### YOUR GOAL
Put each line of the entries below into a JSON list of strings, one string per line, leaving out blank lines.

═══

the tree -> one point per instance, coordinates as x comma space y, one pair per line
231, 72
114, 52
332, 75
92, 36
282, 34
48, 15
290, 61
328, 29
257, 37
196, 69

═══

### RESPONSE TO THIS EXERCISE
[
  "the tree -> one point per instance, coordinates as x comma space y, one pair per line",
  "231, 72",
  "114, 52",
  "332, 75",
  "92, 36",
  "282, 34",
  "48, 15",
  "290, 61",
  "328, 29",
  "257, 37",
  "196, 69"
]